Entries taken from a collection
══════════════════════════════
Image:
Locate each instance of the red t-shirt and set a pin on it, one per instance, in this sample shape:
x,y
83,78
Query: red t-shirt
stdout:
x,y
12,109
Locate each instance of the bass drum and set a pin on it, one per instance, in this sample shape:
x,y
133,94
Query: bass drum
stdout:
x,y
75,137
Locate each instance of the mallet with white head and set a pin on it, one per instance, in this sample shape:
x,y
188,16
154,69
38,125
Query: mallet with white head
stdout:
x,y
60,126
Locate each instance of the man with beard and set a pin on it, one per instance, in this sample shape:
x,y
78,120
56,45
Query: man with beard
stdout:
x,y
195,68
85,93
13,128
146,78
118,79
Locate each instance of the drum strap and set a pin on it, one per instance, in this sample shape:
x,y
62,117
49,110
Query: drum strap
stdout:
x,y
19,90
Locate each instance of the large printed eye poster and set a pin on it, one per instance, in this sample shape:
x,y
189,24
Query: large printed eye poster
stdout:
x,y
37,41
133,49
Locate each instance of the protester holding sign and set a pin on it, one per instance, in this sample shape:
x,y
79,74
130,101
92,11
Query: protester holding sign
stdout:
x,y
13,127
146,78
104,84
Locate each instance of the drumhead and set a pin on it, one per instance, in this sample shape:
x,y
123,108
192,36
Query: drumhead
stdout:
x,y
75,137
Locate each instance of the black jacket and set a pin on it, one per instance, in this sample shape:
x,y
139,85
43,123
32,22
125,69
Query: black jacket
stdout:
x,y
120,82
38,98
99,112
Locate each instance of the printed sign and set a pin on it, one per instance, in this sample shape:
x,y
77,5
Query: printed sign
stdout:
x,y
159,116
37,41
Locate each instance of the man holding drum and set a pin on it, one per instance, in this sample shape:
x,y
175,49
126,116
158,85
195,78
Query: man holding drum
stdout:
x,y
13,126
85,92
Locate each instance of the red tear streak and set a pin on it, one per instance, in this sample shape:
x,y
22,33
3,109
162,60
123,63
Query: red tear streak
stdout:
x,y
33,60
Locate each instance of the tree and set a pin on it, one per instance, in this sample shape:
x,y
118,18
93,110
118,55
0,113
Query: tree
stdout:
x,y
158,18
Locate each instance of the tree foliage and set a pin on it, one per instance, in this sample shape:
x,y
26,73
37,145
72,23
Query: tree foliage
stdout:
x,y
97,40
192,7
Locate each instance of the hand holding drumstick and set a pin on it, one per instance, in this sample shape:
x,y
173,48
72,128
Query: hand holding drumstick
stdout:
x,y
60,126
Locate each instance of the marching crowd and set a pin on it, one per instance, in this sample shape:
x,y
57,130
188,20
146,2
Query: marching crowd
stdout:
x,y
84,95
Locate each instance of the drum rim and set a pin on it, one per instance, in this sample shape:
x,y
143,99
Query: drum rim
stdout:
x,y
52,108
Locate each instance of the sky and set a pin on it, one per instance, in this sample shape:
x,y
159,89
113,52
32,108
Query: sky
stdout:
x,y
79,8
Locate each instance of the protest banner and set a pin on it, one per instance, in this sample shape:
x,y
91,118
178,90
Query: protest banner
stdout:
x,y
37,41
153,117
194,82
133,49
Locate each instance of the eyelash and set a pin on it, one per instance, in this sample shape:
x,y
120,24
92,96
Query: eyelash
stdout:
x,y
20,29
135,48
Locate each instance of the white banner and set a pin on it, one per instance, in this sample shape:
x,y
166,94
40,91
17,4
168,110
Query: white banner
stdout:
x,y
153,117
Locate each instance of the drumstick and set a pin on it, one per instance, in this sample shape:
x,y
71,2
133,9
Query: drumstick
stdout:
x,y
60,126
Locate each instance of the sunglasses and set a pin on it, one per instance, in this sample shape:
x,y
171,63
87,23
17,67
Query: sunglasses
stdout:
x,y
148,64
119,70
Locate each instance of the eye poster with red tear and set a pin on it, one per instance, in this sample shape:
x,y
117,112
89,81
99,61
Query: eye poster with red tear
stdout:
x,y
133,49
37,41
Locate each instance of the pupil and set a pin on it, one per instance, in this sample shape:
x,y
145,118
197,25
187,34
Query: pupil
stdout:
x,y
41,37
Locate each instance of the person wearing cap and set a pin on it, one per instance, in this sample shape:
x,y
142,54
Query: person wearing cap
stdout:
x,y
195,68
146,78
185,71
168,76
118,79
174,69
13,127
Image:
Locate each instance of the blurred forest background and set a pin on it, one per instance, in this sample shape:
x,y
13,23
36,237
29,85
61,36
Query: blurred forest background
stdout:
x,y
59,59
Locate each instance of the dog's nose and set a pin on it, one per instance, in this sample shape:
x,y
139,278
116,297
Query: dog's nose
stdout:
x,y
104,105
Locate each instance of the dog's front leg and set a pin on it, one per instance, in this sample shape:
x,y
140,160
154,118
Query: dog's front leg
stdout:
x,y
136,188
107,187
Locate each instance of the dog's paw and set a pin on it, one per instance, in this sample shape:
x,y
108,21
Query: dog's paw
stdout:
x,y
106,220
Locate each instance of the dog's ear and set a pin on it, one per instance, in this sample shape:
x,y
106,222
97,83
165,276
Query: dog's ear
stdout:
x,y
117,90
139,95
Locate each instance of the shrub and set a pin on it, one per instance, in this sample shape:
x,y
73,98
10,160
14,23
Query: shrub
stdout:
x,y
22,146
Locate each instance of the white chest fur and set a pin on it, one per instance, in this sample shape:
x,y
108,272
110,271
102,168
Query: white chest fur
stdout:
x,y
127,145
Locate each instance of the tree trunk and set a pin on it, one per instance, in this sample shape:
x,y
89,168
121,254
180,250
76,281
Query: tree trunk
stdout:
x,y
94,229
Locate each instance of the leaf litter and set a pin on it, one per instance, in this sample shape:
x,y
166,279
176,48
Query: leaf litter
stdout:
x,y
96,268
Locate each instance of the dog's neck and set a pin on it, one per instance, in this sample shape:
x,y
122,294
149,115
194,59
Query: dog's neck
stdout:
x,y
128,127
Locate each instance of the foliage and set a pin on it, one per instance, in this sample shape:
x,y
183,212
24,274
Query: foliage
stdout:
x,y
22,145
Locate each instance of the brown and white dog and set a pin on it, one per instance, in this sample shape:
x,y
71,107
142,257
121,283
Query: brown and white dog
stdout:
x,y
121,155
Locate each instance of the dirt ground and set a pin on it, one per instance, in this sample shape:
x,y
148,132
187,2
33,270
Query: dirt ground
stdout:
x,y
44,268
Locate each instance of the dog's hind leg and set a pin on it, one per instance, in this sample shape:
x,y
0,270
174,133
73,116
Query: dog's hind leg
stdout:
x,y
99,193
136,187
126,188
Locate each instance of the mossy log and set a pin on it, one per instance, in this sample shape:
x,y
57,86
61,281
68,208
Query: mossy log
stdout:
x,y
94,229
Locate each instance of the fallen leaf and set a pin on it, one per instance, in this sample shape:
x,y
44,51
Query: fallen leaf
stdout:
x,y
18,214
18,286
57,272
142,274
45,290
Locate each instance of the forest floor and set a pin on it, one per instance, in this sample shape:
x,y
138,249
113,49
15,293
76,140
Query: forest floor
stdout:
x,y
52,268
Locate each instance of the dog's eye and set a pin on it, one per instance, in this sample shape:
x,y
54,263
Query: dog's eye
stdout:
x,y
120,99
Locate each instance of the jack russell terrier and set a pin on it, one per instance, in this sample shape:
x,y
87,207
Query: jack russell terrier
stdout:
══════════════════════════════
Reproduce every line above that contains the string "front".

EXERCISE RESPONSE:
Locate each instance of the dog's front leg and set a pin on it, one per instance, in this sample shape:
Query: dog's front leg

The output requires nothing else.